Excerpts from a dataset
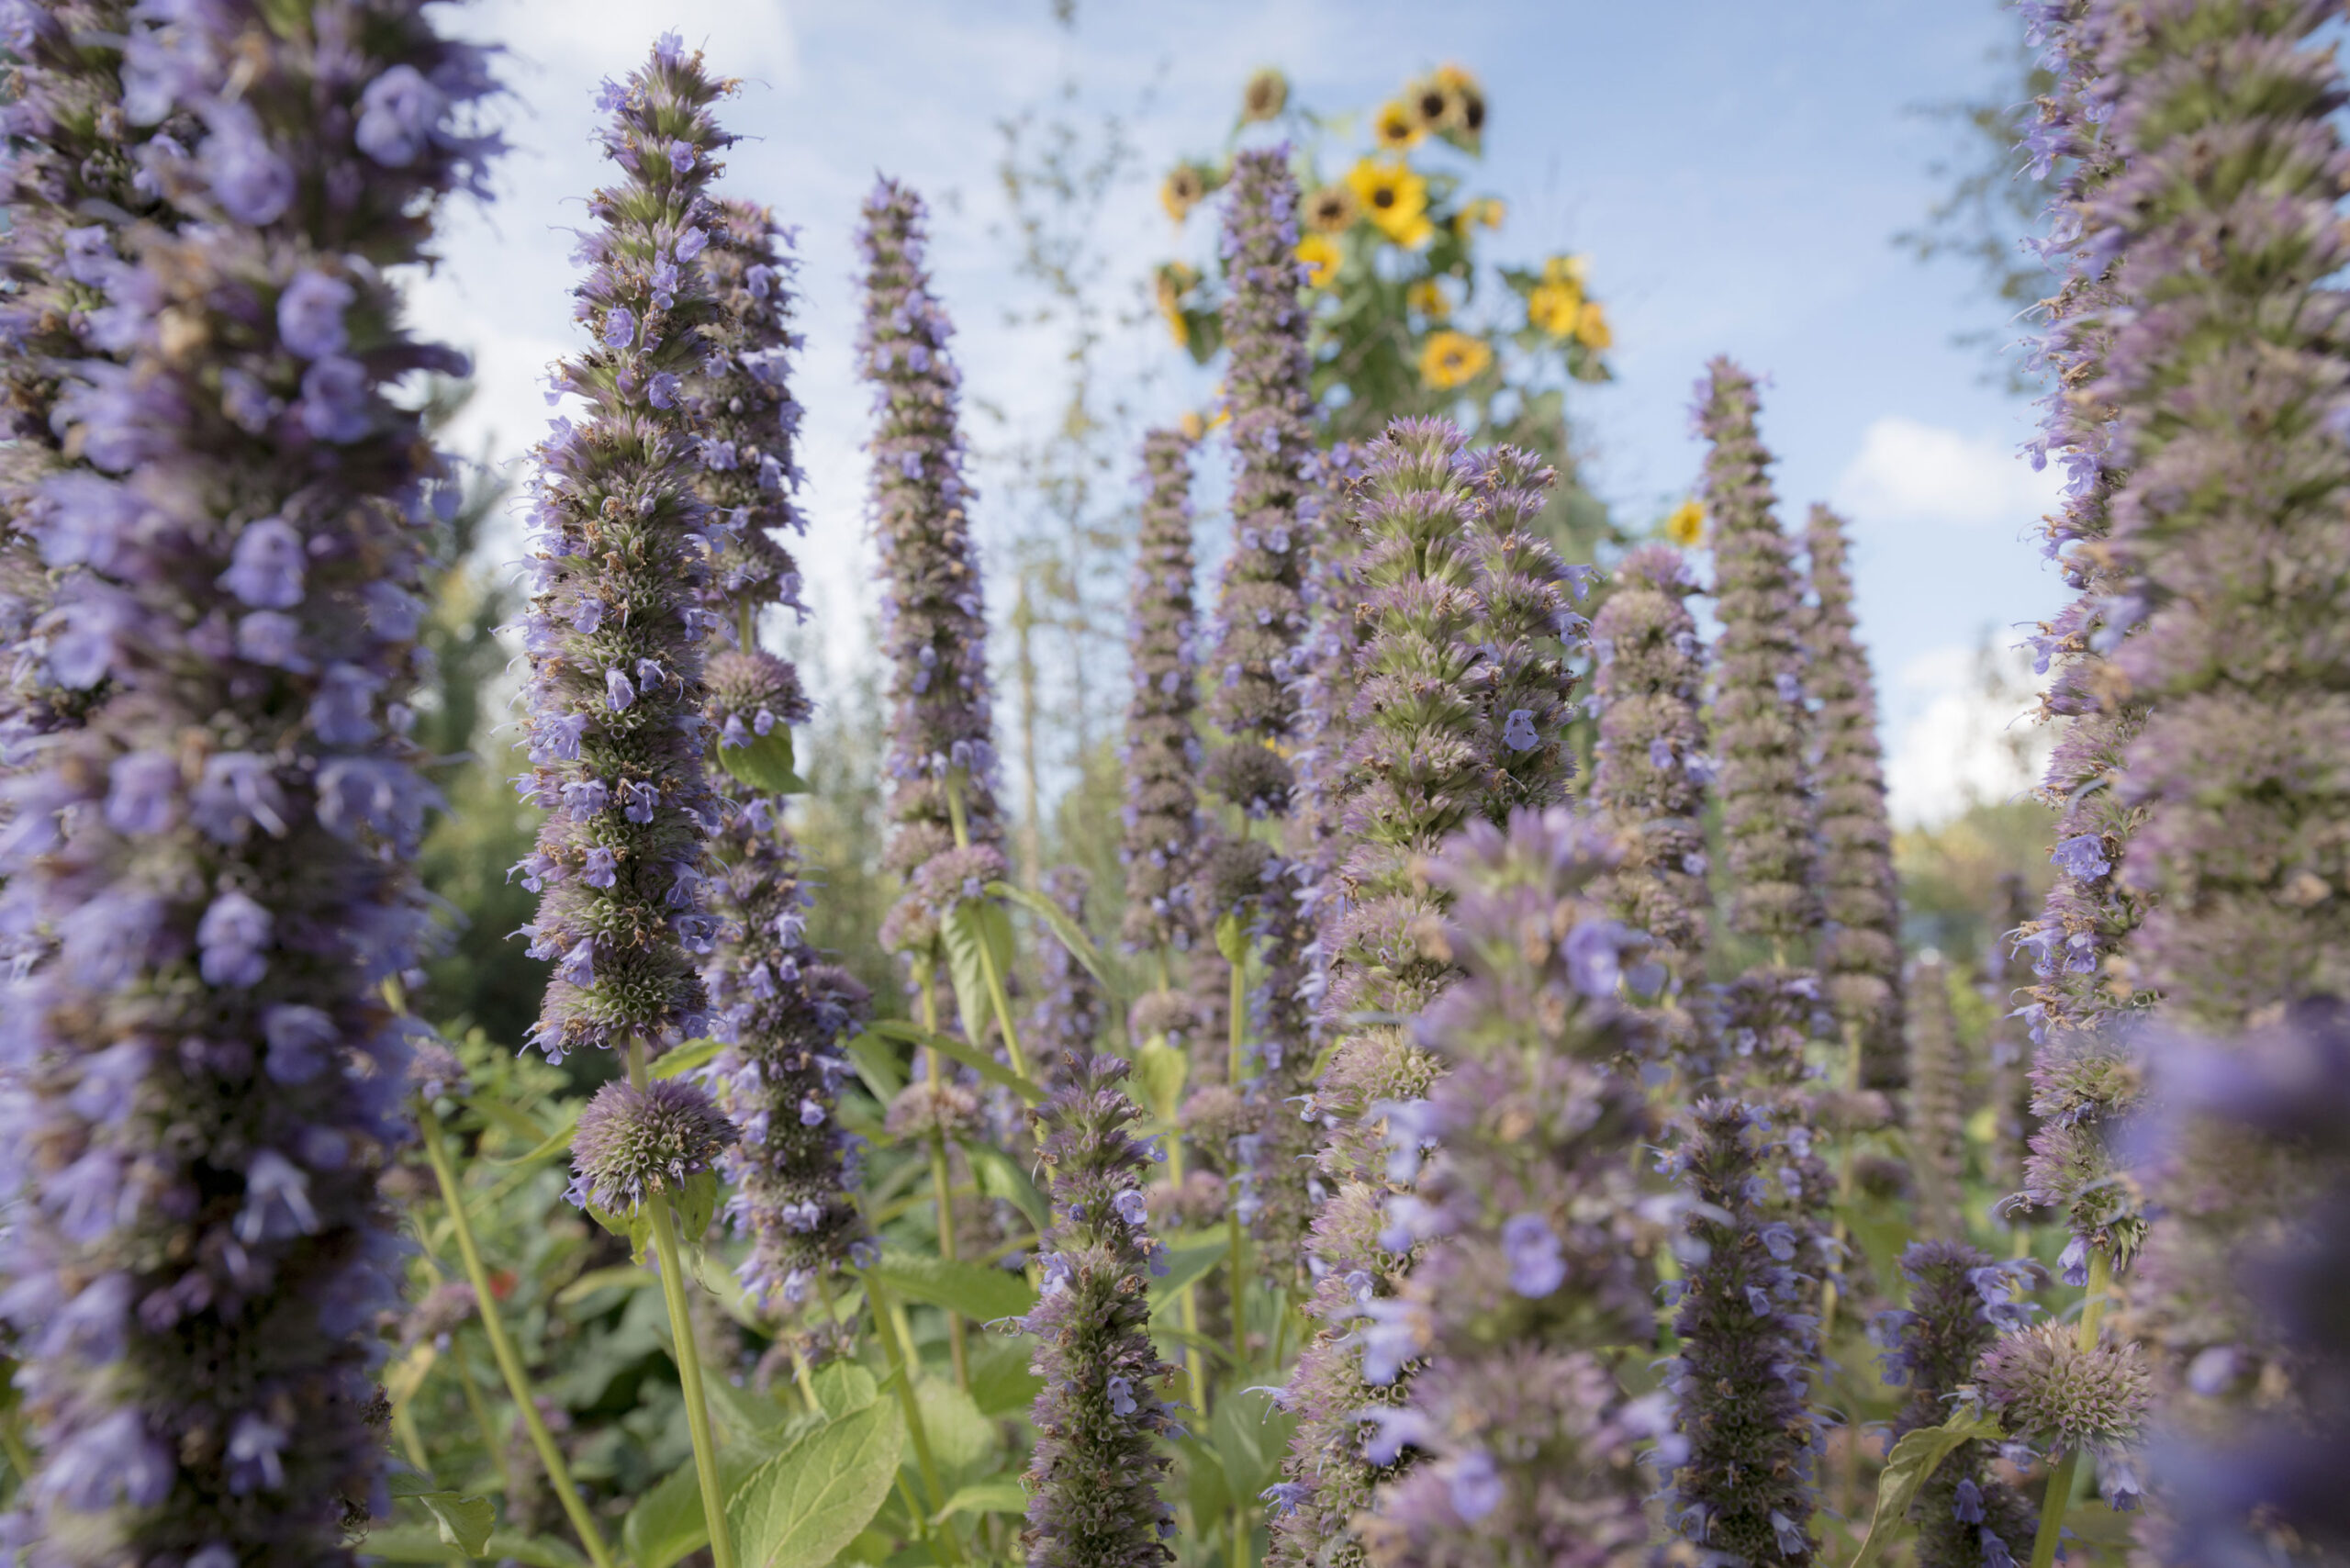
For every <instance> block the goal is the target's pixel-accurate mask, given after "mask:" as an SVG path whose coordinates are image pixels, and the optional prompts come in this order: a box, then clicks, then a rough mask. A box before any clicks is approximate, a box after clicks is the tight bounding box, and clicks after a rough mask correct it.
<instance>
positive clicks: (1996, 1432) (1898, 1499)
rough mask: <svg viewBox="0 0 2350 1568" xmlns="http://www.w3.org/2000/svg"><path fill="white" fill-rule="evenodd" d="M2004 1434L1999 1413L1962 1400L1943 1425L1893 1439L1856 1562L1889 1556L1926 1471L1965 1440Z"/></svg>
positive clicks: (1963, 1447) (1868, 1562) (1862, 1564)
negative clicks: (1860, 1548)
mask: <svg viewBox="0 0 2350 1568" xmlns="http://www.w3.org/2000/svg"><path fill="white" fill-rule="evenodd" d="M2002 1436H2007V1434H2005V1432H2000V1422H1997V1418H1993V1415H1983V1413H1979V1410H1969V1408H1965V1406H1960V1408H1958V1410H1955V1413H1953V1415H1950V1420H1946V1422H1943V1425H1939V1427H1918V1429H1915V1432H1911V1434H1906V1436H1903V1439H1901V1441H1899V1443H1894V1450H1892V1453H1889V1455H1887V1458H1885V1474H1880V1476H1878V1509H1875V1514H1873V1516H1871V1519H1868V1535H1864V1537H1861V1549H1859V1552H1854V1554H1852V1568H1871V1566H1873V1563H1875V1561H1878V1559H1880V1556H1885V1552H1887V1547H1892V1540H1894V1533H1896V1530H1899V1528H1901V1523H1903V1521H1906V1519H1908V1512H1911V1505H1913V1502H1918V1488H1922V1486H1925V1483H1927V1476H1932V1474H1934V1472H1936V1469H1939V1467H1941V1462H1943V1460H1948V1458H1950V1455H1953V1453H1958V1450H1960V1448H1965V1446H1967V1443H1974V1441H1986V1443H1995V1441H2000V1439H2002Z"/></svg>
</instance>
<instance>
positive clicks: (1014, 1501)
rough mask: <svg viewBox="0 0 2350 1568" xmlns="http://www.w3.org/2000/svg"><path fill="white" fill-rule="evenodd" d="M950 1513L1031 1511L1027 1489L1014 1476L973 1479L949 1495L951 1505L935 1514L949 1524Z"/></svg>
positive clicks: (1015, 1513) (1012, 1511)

GOAL OF THE EXERCISE :: Reproduce the records verbatim from their beginning through the line containing "positive clicks: (1963, 1447)", inclusive, omitting the pictures.

RESPONSE TO THIS TASK ::
For every <instance> block the goal is the target's pixel-accurate mask, given after "mask:" as an SVG path whose coordinates are image pixels, and the optional prompts come in this order: a box, then clicks, then a rough mask. A box before any clicks is approximate, a box after clicks is the tight bounding box, and clicks after a rough mask correct it.
<instance>
positive clicks: (1996, 1432) (1898, 1499)
rough mask: <svg viewBox="0 0 2350 1568" xmlns="http://www.w3.org/2000/svg"><path fill="white" fill-rule="evenodd" d="M2004 1434L1999 1413L1962 1400L1943 1425L1893 1439L1856 1562L1889 1556L1926 1471L1965 1440Z"/></svg>
positive clicks: (1963, 1447) (1868, 1562) (1862, 1564)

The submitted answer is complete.